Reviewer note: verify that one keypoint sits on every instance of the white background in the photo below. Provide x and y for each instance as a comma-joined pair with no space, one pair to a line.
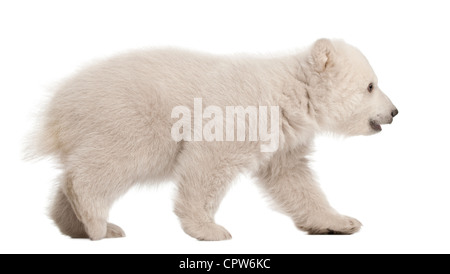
396,183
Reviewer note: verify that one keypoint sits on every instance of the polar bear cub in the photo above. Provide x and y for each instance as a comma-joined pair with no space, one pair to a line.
112,126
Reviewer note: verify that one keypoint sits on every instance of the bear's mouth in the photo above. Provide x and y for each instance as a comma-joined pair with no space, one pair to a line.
375,125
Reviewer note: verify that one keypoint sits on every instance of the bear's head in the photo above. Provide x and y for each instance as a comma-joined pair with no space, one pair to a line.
345,91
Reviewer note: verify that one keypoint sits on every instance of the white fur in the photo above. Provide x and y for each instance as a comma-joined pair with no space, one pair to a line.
109,126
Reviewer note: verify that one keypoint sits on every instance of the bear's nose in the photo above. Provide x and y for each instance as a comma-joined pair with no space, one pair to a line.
394,112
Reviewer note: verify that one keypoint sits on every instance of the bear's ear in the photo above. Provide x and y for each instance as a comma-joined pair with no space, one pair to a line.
323,54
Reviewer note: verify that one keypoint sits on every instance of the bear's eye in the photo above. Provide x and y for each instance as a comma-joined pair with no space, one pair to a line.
370,87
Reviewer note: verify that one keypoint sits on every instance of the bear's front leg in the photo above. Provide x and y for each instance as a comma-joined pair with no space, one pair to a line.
289,181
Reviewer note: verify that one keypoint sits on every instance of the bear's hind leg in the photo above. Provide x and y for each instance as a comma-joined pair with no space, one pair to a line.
203,180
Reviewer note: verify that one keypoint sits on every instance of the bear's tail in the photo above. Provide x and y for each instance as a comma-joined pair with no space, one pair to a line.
44,140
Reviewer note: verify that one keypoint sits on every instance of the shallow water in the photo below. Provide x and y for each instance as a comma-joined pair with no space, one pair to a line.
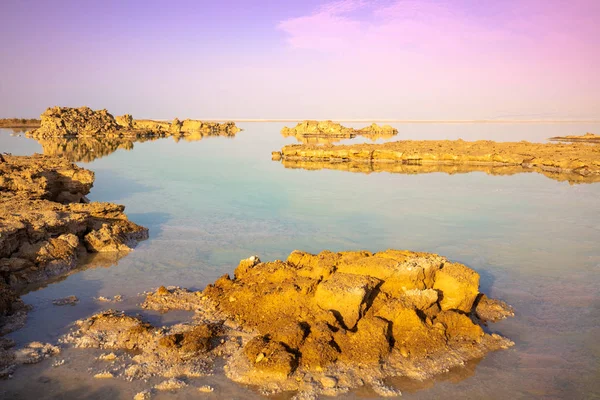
212,202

◇ ◇ ◇ ◇ ◇ ◇ ◇

◆ Goal of the exercise ◆
Reproduce every item above word for word, leaving out the pictures.

◆ Answer to the task ◆
Reviewer note: verify that one keypoint sits on every instance of the white background in the photo below. Provide x and y for each instance as a comma-joined pair with no space, one pair to a line.
396,183
Reviewer note: verify that one keypoint sits on every instance of the polar bear cub in the photo above. Provide x and y for each instance as a comma-joined pair with no space, one pair to a line.
112,126
Reviewer note: verify that one keypoint sits on every instance of the bear's mouth in the photo above. Provide x and y for each instance as a comma-joined pair with no space, one pair to a line.
375,125
Reviewer note: verify that one keypoint sits on every instance of the bear's head in the photo above. Provide x and y for each instance as a comma-joined pair with no space, one pair to a line.
345,91
Reviewer note: verify that one keypoint sits on every instance of the white fur in the photo above. Provide x and y for each instance as a comma-joined pair with no space, one pair to a line.
109,126
Reviewer note: verify that one keypoint sits on every instance of the bear's nose in the photo above. Provide x and y for each instance as a comma-joined pair with no space, one pair to a line.
394,112
Reviewer note: verify that one keypoint sits on every instance of the bear's ear in the photo above. Provide x and y for each instance as a comma-joined pair with no space, one pair to a line.
323,54
Reviewer note: verify that one keypoint sits on every instance of the bear's eye in the photo above. Provide x and y for each instance as a comma-joined pair with no space, one pair to a line.
370,87
Reviewer note: verify that one keypoint sits on every instance of the bear's front leg in the photo above. Provide x and y for each instance as a comma-joined pair with no space, one pair to a line.
289,181
Reviewer note: verify that one keypoint sits on every instance of the bear's hind leg in the photo above. Provide x and y for each instance as a comma-joined pair with no space, one pair to a line.
203,180
Reviewer note: verify that one keypoint sits on every instance of the bear's tail in the photo above. Provide x and y for each instance as a comma-joined pair with no space, one pair to a line.
44,140
Reviewer note: verify that one keypoint sits on every instance of the shallow water in the photo below. Provide x and y for each instance as a comma-joined pair with no space, one pair to a line.
212,202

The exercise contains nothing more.